*Selected text*

HackerEarth Fashion Line problem solution

In this HackerEarth Fashion Line problem solution, Rachel works at a big fashion organization. There is a big event coming up and she has to select dresses for an exhibition.

She has N dresses numbered 1 to N. There is a total of 62 types of dresses, each represented by a different alphanumeric character (a-z, A-Z, 0-9). The N dresses are represented by a string S of length N of alphanumeric characters. The ith character of S denotes the type of the ith dress. Rachel will select two integers, A and B such that 1 <= A <= B <= N and take the dresses numbered from A to B to the exhibition.

Out of the 62 dress types, K dress types are special. Find the number of values of A and B possible such that the total number of special dresses of any type selected is at least L and at most R.

HackerEarth Fashion Line problem solution.

#include<bits/stdc++.h>
using namespace std;
int getCharId(char ch)
{
    if(ch>='a' && ch<='z')
        return ch-'a';
    else if(ch>='A' && ch<='Z')
        return ch-'A'+26;
    else if(ch>='0' && ch<='9')
        return ch-'0'+52;
    else
        return -1;
}
int main()
{
    int T;
    cin>>T;
    assert(1<=T && T<=100);
    while(T--)

*Listed records*

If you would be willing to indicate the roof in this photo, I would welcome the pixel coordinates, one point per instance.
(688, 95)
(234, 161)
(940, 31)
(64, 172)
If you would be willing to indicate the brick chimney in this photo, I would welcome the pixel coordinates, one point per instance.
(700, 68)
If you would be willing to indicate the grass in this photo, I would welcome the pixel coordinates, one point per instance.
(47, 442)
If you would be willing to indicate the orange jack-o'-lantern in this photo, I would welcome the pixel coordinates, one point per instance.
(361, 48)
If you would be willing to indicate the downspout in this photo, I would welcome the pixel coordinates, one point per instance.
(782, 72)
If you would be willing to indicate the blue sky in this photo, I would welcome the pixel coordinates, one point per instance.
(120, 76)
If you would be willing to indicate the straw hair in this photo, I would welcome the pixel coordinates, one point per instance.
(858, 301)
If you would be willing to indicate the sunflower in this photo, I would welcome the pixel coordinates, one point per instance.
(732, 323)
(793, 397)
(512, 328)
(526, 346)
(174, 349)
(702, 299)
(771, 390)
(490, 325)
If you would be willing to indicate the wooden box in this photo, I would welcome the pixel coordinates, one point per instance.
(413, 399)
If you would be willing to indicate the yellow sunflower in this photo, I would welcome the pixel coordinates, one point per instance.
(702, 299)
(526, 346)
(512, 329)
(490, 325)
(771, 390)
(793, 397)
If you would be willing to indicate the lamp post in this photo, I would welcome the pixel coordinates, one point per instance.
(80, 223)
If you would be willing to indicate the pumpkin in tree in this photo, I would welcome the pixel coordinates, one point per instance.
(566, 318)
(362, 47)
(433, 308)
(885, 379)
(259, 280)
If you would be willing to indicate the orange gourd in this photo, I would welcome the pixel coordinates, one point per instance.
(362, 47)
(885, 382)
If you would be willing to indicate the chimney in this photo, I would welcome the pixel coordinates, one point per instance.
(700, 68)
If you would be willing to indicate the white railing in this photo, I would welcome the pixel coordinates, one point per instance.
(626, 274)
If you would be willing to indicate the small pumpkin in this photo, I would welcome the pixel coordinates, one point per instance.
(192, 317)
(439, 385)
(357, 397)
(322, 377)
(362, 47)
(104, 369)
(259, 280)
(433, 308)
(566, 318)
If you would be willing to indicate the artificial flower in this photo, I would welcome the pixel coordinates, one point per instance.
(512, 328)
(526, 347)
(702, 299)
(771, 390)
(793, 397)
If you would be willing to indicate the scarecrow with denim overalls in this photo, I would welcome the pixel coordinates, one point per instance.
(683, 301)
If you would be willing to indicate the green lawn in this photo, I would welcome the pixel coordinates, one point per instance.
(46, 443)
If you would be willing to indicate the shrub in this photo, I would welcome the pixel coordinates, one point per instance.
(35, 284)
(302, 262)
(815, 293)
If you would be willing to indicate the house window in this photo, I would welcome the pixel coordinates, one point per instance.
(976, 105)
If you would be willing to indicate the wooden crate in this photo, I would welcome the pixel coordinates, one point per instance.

*Exercise prompt*
Please quote the Fashion Line problem text in full, word for word. Nothing in the records matters here.

*Exercise solution*
HackerEarth Fashion Line problem solution

In this HackerEarth Fashion Line problem solution, Rachel works at a big fashion organization. There is a big event coming up and she has to select dresses for an exhibition.

She has N dresses numbered 1 to N. There is a total of 62 types of dresses, each represented by a different alphanumeric character (a-z, A-Z, 0-9). The N dresses are represented by a string S of length N of alphanumeric characters. The ith character of S denotes the type of the ith dress. Rachel will select two integers, A and B such that 1 <= A <= B <= N and take the dresses numbered from A to B to the exhibition.

Out of the 62 dress types, K dress types are special. Find the number of values of A and B possible such that the total number of special dresses of any type selected is at least L and at most R.

HackerEarth Fashion Line problem solution.

#include<bits/stdc++.h>
using namespace std;
int getCharId(char ch)
{
    if(ch>='a' && ch<='z')
        return ch-'a';
    else if(ch>='A' && ch<='Z')
        return ch-'A'+26;
    else if(ch>='0' && ch<='9')
        return ch-'0'+52;
    else
        return -1;
}
int main()
{
    int T;
    cin>>T;
    assert(1<=T && T<=100);
    while(T--)